Source records

- Opening Delimiter -

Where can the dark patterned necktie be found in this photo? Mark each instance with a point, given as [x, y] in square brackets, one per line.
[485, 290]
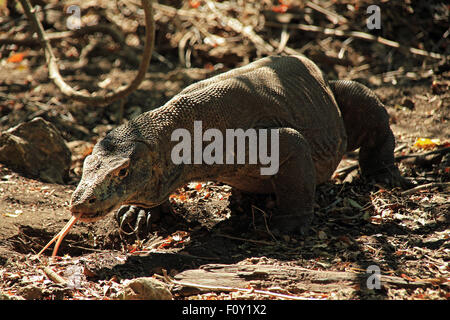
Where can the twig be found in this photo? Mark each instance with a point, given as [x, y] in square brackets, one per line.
[332, 16]
[359, 35]
[52, 275]
[425, 186]
[415, 155]
[237, 26]
[67, 90]
[247, 240]
[397, 158]
[233, 289]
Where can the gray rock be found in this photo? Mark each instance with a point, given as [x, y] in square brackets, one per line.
[36, 149]
[30, 292]
[145, 288]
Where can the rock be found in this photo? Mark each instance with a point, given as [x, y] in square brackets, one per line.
[36, 149]
[4, 296]
[145, 288]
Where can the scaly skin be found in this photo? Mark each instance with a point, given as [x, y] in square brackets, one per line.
[132, 164]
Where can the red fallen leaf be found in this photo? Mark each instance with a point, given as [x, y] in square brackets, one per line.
[404, 276]
[17, 57]
[194, 4]
[282, 8]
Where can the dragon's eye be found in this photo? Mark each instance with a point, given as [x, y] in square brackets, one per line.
[123, 173]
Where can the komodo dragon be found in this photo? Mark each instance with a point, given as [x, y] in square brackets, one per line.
[318, 122]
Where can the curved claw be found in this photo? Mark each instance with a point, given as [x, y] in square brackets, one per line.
[133, 220]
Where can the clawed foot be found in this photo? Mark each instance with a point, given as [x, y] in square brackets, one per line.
[133, 220]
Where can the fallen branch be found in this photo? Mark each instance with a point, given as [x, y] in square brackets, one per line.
[247, 240]
[52, 275]
[397, 159]
[223, 277]
[238, 27]
[358, 35]
[67, 90]
[234, 289]
[426, 186]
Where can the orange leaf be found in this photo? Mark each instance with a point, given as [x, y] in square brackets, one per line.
[17, 57]
[194, 4]
[282, 8]
[425, 143]
[404, 276]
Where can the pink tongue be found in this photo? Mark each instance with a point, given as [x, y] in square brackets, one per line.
[60, 236]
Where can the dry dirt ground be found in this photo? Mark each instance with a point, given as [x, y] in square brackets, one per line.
[357, 224]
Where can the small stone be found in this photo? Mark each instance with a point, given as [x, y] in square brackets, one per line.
[145, 288]
[30, 292]
[36, 149]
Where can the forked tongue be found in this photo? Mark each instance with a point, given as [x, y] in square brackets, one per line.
[60, 236]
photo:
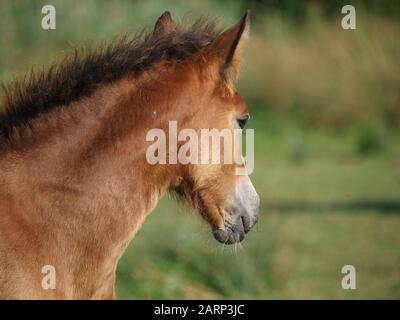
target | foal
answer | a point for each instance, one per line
(75, 183)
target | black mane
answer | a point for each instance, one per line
(82, 71)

- Closing Delimiter -

:: TASK STATEMENT ::
Output the data exactly, pictures omitted.

:: RESPONSE ::
Where can the dark patterned necktie be found in this photo? Mark each instance with a point, given as [x, y] in square brackets, one per line.
[485, 290]
Where can the twig be found in this photo? Mark each instance with a point, given as [x, y] in square brackets, one per line.
[332, 16]
[359, 35]
[52, 275]
[425, 186]
[415, 155]
[237, 26]
[67, 90]
[247, 240]
[397, 158]
[233, 289]
Where can the gray rock be found in this photo? Mark each instance with a point, given as [x, y] in square brackets, one per line.
[36, 149]
[30, 292]
[145, 288]
Where can the rock be found in this photo? Mark each instance with a point, given as [x, y] in square brackets, one per line.
[36, 149]
[4, 296]
[145, 288]
Where can the scaly skin be found in this photo? Mark each instance with a point, given as [x, y] in square brackets, one per line.
[132, 164]
Where can the red fallen leaf be found in this photo? Mark each instance with a point, given as [x, y] in square brackets, one per line.
[404, 276]
[17, 57]
[194, 4]
[282, 8]
Where can the dragon's eye be found in this photo? Mark each instance with a point, given as [x, y] in square brackets, one per line.
[123, 173]
Where can the komodo dragon be found in this photo? Mark each instance with a point, given as [x, y] in square brackets, one per line.
[318, 122]
Where can the curved claw be found in this photo? Mark each instance with a point, given as [x, y] in square brackets, one per line.
[133, 220]
Where can the clawed foot be found in this photo? Mark each instance with a point, given as [x, y] in square brackets, one per line.
[133, 220]
Where can the fallen branch be found in this photo? Mark each instance with a point, given as [x, y] in square brackets, one per line.
[247, 240]
[52, 275]
[397, 159]
[223, 277]
[238, 27]
[358, 35]
[67, 90]
[234, 289]
[426, 186]
Where can the orange leaf be found in this photo? Mark each instance with a point, given as [x, y] in square brackets, one per line.
[17, 57]
[194, 4]
[282, 8]
[425, 143]
[404, 276]
Where can the pink tongue be found in this photo? Mark each instance with a point, given as [x, y] in square brackets, one per line.
[60, 236]
Where can the dry dirt ground be found in this photo? Mark each instance with a point, given as [x, y] in square brackets, one per line.
[357, 224]
Where can the small stone be found in this photo? Mark each instance with a point, given as [x, y] in square brackets, one per line.
[145, 288]
[30, 292]
[36, 149]
Where can the forked tongue be found in this photo? Mark each instance with a point, given as [x, y] in square brackets, one per line.
[60, 236]
photo:
target | foal
answer | a point for each instance, one per line
(75, 183)
target | black mane
answer | a point for each instance, one per line
(82, 71)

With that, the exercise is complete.